Continue the article below about ROAR's album Impossible Animals, picking up right after its final sentence.

TEXT SHOWN:
BEGIN

ROAR’s ‘Impossible Animals’ is one of the best albums of the year and it completely slipped through the cracks
I feel confident that in time many will come around to the realisation that Jeff Rosenstock’s indie punk party opus Worry. is one of the best and most-underrated albums of 2016.
Although it stands easily as the most accessible, realised and infectious release to date from the AV Club‘s alt-punk hero, it’s somehow missed the recognition it deserves with most critics as they pull together their ridiculously skewered and immeasurably frustrating end of year lists.
That being said, I have little doubt that the power and beauty of songs like the bar room anthem ‘We Begged To Explode,’ the Jay Reatard worthy ‘Bang On The Door,’ or a song so hazy with Weezer nostalgia that it might as well be wearing Rivers Cuomo’s bifocals in ‘Staring Through The Window Of Your Old Apartment’ – that it will one day find a passionate audience beyond his already loyal following that will shout its praises from worn out turntable speakers around the world. Seriously, it’s a brilliant, brilliant album.
Another record, however, that has somehow managed to escape through the year in criticism and fan attention is the staggeringly amazing album Impossible Animals by Phoenix psych-pop outfit, ROAR – and that, in my opinion, is a criminal oversight.
The aforementioned Jeff Rosenstock and ROAR mega-fan humbly agrees, having shared the album in a post on Facebook a couple of weeks back as part of a genuinely charming list of records that have had an affect on him this year that he’s been sharing with fans.
“2016 brought Roar’s first full-length record, Impossible Animals. There’s not a lot of bands I push harder on my friends than Roar – I simply can’t believe this music has flown under the radar for this long. Beautiful, sad, poppy, uplifting and unique. Ronnie Spector, android voices, pet sounds, home recordings. There’s parts of this record I’m still finding and I’ve been listening to it for half the fucking year.” – Jeff Rosenstock, Facebook – Dec 8.
Deep in a Worry. hole / under the influence of Jeff at the time, and having completely missed the record myself when it was released back in April – reading this succinct one-par review was more than enough to get me to chase down a Spotify link. I clicked on the album’s most popular track ‘Hope’… and was flooded with the last 60 years of recorded pop music diluted into the single song. I was floored. Rosenstock’s earnest praise barely scratched the surface of just how good this music is.
A heavenly strummed harp intro, rolled into a bomp… bomp-bomp-crash beat and jingle bells fit for the Ronnettes at their most glamorous, before diverting into a vocoder hummed opening line that then made way for the Beach Boys singing through a cavernous hall of reverb, it pulled back the throttle into an Elliott Smith-esque mini bridge, before downloading into Grandaddy’s The Sophtware Slump‘s arpeggiating synths and falsetto vocals, finally exploding into a single chorus burst that would be an instant classic on anything from the Elephant Six collective… And that was just the first 1:51min of the song’s full 3:36min. I could go on, but I feel it would be redundant.

END

SUPPLIED RECORDS:

BEGIN

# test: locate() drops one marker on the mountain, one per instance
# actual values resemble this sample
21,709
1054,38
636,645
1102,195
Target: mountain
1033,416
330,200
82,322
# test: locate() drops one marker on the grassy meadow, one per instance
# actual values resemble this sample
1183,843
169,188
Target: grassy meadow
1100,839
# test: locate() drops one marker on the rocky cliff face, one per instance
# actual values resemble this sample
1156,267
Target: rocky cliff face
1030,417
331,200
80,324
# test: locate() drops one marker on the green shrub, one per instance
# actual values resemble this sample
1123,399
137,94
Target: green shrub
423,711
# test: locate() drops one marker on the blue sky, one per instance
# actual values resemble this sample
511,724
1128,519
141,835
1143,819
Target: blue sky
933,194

END

TASK RESPONSE:
Even the lyrics for ‘Hope’ are heart-crushingly beautiful on paper alone:
The song is no fluke either. across the record’s entire 10 tracks lay a mystical maze of styles, textures and arrangements that produced one of the most thrilling sonic rides I’d heard all year. The hypnotisingly sunny ‘Explosion Of Birds’ (that stands as the endearing inspiration for the album’s embroidered cover art), through to the OK Computer-esque ‘Theophobia,’ the zooming waltz of ‘Truck Stop Tiger’, and the heart-melting closer ‘The Ocean’ – it became painfully obvious that ROAR, and its mastermind Owen Evans, had somehow flown through the year like a stealth bomber and completely avoided all radar detection.
Evans, it seems, has spent most of his career in the shadow of his counterparts (he’s an occasional member of AJJ – hence his connection to Rosenstock) and ROAR only features a miserly 2,400 FB likes. The record has only been reviewed one and a half times online that I can find, and other than being included in a list of ‘10 Arizona Bands You Should Listen to Now‘ put out by Paste four years ago, their praises have all but been unsung. How it’s missed the ears of the AV Clubs, the Stereogums, the Bob Boilen’s etc – well, you get it. This whole article has been written in semi-disbelief / outrage because it makes zero sense to me that this album wasn’t massive.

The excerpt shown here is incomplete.